Extrait choisi
####

Votre mission vous oblige enfin vis-à-vis de nos concitoyens. N’oubliez jamais que vous rendrez la justice au nom du peuple français. Cette responsabilité est immense mais elle est le corollaire de votre indépendance. Je le dis et le répète, il n’y a pas d’indépendance sans responsabilité. Les Français vous demanderont de rendre des comptes, ils vous le demandent déjà d’ailleurs. Vous devenez magistrats à un moment où la magistrature est profondément mise en cause. Vous devenez magistrats à un moment où la magistrature se remet profondément en question.
J’ai bien évidemment été sensible à la tribune qu’ont signé un grand nombre de vos collègues, en grande partie des auditeurs de justice et des jeunes magistrats, qui ont fait part de leurs inquiétudes pour l’avenir d’une profession qu’ils exercent pour beaucoup avec passion.
Sachez que vous avez devant vous, et vous le savez, un ancien avocat, qui pendant 36 ans a écumé tous les tribunaux de notre beau pays et qui a vu la misère dans laquelle parfois la Justice avait été laissée depuis une vingtaine d’années. J’ai en effet connu l’époque où les magistrats qui partaient à la retraite n’étaient pas remplacés, ou encore les quinquennats où 142 postes de magistrats ont disparu… J’ai connu les budgets en augmentation de 1%. En 2017, la Wifi n’était pas installée dans les tribunaux, nous y avons remédié. Idem pour la fibre optique. Des ordinateurs ultra portables ont été distribués à tous les magistrats de ce pays.
Pleinement conscient du dénuement de la Justice, j’ai obtenu du Premier ministre puis du Parlement, un budget exceptionnel pour mon ministère en hausse de 8% en 2021 mais également en 2022. Au total c’est une augmentation de 30% sur l’ensemble de ce quinquennat, dont 18% pour les services judiciaires. Grâce à ces budgets, ce sont 698 magistrats qui auront été recrutés sur le quinquennat. Par exemple, les effectifs du tribunal judiciaire de Bordeaux sont passés entre janvier 2017 et septembre 2021 de 105 à 118 magistrats. Mais nous avons également recruté 850 greffiers et enfin 2000 contractuels, juristes assistants et renforts de greffe, qui sont venus en soutien de nos juridictions et participent ainsi à la réduction des stocks et au raccourcissement des délais de la justice. Tous ces recrutements sont pérennisés à la demande des juridictions.
Grâce à ce budget, nous avons mis en place la justice de proximité.

####

[Liste de données]
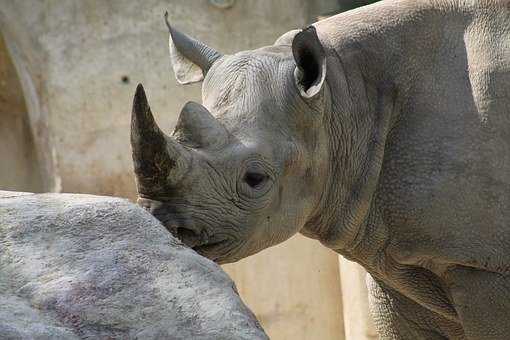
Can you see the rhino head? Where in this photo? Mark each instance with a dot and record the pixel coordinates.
(244, 170)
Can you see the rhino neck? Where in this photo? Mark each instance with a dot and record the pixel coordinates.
(356, 155)
(375, 55)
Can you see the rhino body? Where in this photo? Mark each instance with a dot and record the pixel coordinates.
(91, 267)
(382, 132)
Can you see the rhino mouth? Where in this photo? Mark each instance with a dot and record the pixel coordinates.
(212, 246)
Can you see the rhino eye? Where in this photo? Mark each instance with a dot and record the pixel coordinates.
(254, 180)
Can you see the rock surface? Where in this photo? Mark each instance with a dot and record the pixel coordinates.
(91, 267)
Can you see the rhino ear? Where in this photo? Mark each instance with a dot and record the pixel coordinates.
(191, 59)
(310, 59)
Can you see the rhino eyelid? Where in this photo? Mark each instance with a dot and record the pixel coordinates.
(254, 179)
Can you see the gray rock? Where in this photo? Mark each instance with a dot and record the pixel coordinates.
(90, 267)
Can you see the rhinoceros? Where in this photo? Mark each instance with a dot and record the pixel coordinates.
(382, 132)
(92, 267)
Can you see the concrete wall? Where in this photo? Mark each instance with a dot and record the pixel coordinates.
(19, 166)
(78, 63)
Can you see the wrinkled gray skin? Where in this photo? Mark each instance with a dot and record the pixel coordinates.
(383, 132)
(91, 267)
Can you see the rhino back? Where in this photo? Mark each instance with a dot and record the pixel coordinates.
(99, 267)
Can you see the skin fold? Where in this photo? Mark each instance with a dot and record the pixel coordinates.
(382, 132)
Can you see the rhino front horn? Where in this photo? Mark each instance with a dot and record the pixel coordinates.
(159, 161)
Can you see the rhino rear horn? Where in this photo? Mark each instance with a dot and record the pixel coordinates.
(191, 59)
(158, 160)
(199, 128)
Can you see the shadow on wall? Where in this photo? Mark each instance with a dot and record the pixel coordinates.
(19, 168)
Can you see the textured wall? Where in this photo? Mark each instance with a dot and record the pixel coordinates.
(78, 64)
(19, 167)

####

Consigne 1
Recopiez telles quelles les lignes de la liste de données, depuis celle qui contient « Can you see the wrinkled » jusqu'à la fin de la liste, ces deux bornes comprises.
Consigne 2
Rédigez la suite de l'extrait du discours sur la justice, s'il vous plaît.
L'extrait du discours sur la justice et la liste de données sont deux documents indépendants.

Réponse attendue 1
Can you see the wrinkled gray skin? Where in this photo? Mark each instance with a dot and record the pixel coordinates.
(383, 132)
(91, 267)
Can you see the rhino back? Where in this photo? Mark each instance with a dot and record the pixel coordinates.
(99, 267)
Can you see the skin fold? Where in this photo? Mark each instance with a dot and record the pixel coordinates.
(382, 132)
Can you see the rhino front horn? Where in this photo? Mark each instance with a dot and record the pixel coordinates.
(159, 161)
Can you see the rhino rear horn? Where in this photo? Mark each instance with a dot and record the pixel coordinates.
(191, 59)
(158, 160)
(199, 128)
Can you see the shadow on wall? Where in this photo? Mark each instance with a dot and record the pixel coordinates.
(19, 168)
Can you see the textured wall? Where in this photo? Mark each instance with a dot and record the pixel coordinates.
(78, 64)
(19, 167)

Réponse attendue 2
Au pénal, cela s’est traduit par une augmentation significative du nombre de délégués du procureur qui désormais rendent des décisions lors d’audiences foraines au plus près de nos concitoyens, dans des point-justice ou des tribunaux de proximité : à Gien, à Villeneuve-sur-Lot, à Saint-Denis, à Cholet, etc…
Et parfois même dans des lieux de justice fermés lors de la réforme de la carte judiciaire de 2008 et que nous avons rouverts : je pense par exemple à Mauriac ou Louviers.
Grâce à ce budget, nous avons commencé à réduire les stocks en matière civile. Voici quelques illustrations : à Fort-de-France, la juridiction a pu résorber totalement en deux ans le stock de 615 convocations de tutelles en retard, grâce à la création d’une audience supplémentaire. A Sarreguemines le stock des affaires familiales est passé de 615 affaires à 282 en 6 mois. A Perpignan, les stocks ont diminué de 38%. Voilà des exemples concrets qui nous font espérer des jours meilleurs pour la justice de notre pays.
Par ailleurs, votre métier est un des plus exigeants et je mesure combien les situations humaines que vous rencontrez peuvent influer sur votre vie personnelle. Il est essentiel que vous soyez soutenus afin d’éviter les situations d’isolement. Des psychologues seront prochainement recrutés au sein des cours d’appel. De même dès cette année, un tutorat / parrainage sera proposé à tous les auditeurs sortant d’école pour les accompagner sur les premiers mois de leur prise de fonction afin d’éviter leur isolement.
Alors bien sûr des efforts restent à faire, j’en suis parfaitement conscient et vous pouvez compter sur moi pour être à la tâche jusqu’au bout. La question des moyens reste évidemment un sujet majeur sur lequel nous devons encore avancer. Un travail important impliquant la direction des services judiciaires et l’Inspection générale et les chefs de cours est d’ailleurs actuellement mené pour objectiver les besoins des juridictions.
Mais nous devons aller plus loin. C’est pourquoi les États généraux de la justice, dont les conclusions seront rendues à la fin du mois d’avril sont une opportunité inédite et une chance pour notre justice de se réformer en profondeur.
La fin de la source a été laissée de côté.